◆ **What the exercise asks**: I'd like the entries repeated exactly, pictures omitted.

[Saved entries]

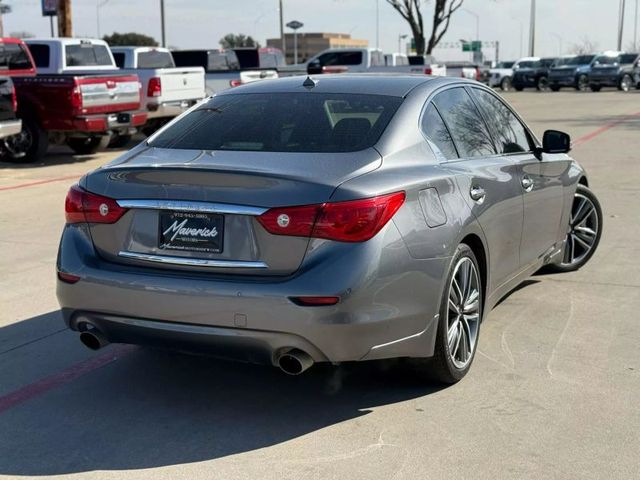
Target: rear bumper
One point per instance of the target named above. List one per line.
(103, 123)
(388, 308)
(169, 109)
(10, 127)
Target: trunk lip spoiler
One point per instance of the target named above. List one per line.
(192, 262)
(192, 206)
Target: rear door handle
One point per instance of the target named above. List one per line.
(477, 194)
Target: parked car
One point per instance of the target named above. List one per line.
(501, 75)
(222, 68)
(533, 74)
(167, 90)
(275, 225)
(572, 73)
(77, 98)
(613, 70)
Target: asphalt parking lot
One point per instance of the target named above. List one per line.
(553, 392)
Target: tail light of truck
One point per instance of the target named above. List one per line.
(350, 221)
(81, 206)
(154, 87)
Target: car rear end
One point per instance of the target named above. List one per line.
(230, 236)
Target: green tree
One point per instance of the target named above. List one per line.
(231, 40)
(130, 39)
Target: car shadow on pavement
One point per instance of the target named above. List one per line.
(152, 408)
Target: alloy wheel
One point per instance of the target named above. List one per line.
(583, 230)
(463, 313)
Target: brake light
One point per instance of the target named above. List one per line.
(350, 221)
(154, 88)
(81, 206)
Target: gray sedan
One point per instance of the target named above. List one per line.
(340, 219)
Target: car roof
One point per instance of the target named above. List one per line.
(396, 85)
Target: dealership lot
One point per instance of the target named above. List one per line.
(552, 394)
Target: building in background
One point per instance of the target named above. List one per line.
(311, 43)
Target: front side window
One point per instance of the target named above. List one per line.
(468, 130)
(283, 122)
(510, 134)
(436, 132)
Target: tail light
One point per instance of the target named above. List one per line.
(81, 206)
(351, 221)
(14, 98)
(154, 88)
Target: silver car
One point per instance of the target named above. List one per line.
(341, 219)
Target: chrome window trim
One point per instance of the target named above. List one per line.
(191, 262)
(187, 206)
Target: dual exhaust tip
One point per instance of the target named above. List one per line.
(292, 362)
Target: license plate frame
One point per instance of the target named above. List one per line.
(191, 231)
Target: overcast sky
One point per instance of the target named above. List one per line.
(201, 23)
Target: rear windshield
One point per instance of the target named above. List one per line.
(580, 60)
(155, 59)
(283, 122)
(87, 54)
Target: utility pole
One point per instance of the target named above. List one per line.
(620, 24)
(65, 26)
(532, 29)
(164, 36)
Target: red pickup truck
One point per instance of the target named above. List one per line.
(78, 106)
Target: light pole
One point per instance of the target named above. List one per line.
(99, 5)
(532, 29)
(295, 25)
(400, 38)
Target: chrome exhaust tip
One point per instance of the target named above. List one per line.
(93, 339)
(294, 362)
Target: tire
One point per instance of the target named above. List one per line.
(88, 145)
(120, 141)
(28, 146)
(626, 83)
(582, 83)
(575, 254)
(542, 85)
(442, 366)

◆ **Solved exercise**:
Target: rear bumper
One point per instance of the target named above. List one per line.
(103, 123)
(388, 308)
(169, 109)
(10, 127)
Target: trunk lip spoiler
One point per instance of the target named above. List one per line.
(192, 262)
(192, 206)
Target: rear door handle
One point per instance of the target named above. List one per line.
(477, 194)
Target: parked car
One point per instance of the target named above. List one per line.
(501, 75)
(222, 68)
(533, 74)
(167, 90)
(275, 225)
(572, 73)
(77, 98)
(613, 70)
Target: asphalt parking lot
One point per instance of the target named above. List one per line.
(553, 392)
Target: tail light of truck
One point per instance of the target named above. List one per line.
(350, 221)
(81, 206)
(154, 87)
Target: car rear end
One point per instance of the target named above. List one per line.
(230, 236)
Target: green tree
One point per instance of the target named above. List one per line.
(231, 40)
(130, 39)
Target: car shadow on pavement
One point per instance of the target named above. List one per line.
(152, 408)
Target: alloy wheel
One point per instance of the target named above. List one per line.
(583, 230)
(463, 313)
Target: brake light
One point per instance of the target named above. List one per line.
(350, 221)
(154, 88)
(81, 206)
Target: gray sedan
One point per instance of the target named above. List one per line.
(340, 219)
Target: car roof
One point per instance of the target named above. List one per line.
(396, 85)
Target: dealership lot
One point per instance of the target named above. List one per line.
(552, 394)
Target: building in background
One point per instance of the target named above. List one per line.
(311, 43)
Target: front side window
One point per instance of the target named above. List one per line.
(468, 130)
(283, 122)
(510, 134)
(436, 132)
Target: tail light
One point per instance of the target named above. List one per line.
(81, 206)
(351, 221)
(14, 98)
(154, 88)
Target: silver car
One point per instance of the target named above. List one per line.
(341, 219)
Target: chrome window trim
One point per instance of the target named above. List one per line.
(191, 262)
(187, 206)
Target: dual exhaust tip
One point per instance of the target named above. List one per line.
(292, 362)
Target: license plate frame
One point per instance of the target named above. List one per line.
(191, 231)
Target: overcast sky
One point per instance of the target named above. List one per line.
(201, 23)
Target: rear windshield
One point per instance of the target named above. List one per line.
(580, 60)
(155, 59)
(283, 122)
(87, 54)
Target: utility pole
One point per instance of the target named above. List one per line.
(620, 24)
(65, 26)
(532, 29)
(164, 36)
Target: red pickup truck
One point per instance of the target named above. List one per line.
(78, 106)
Target: light pole
One point per instance of the target named above. List one per line.
(99, 5)
(532, 29)
(295, 25)
(400, 38)
Target: chrome exhaust tip
One point per instance of the target named above. List one per line.
(93, 339)
(294, 362)
Target: tire
One point per instance of the target named above. List one per line.
(88, 145)
(120, 141)
(28, 146)
(626, 83)
(582, 83)
(575, 254)
(542, 85)
(442, 366)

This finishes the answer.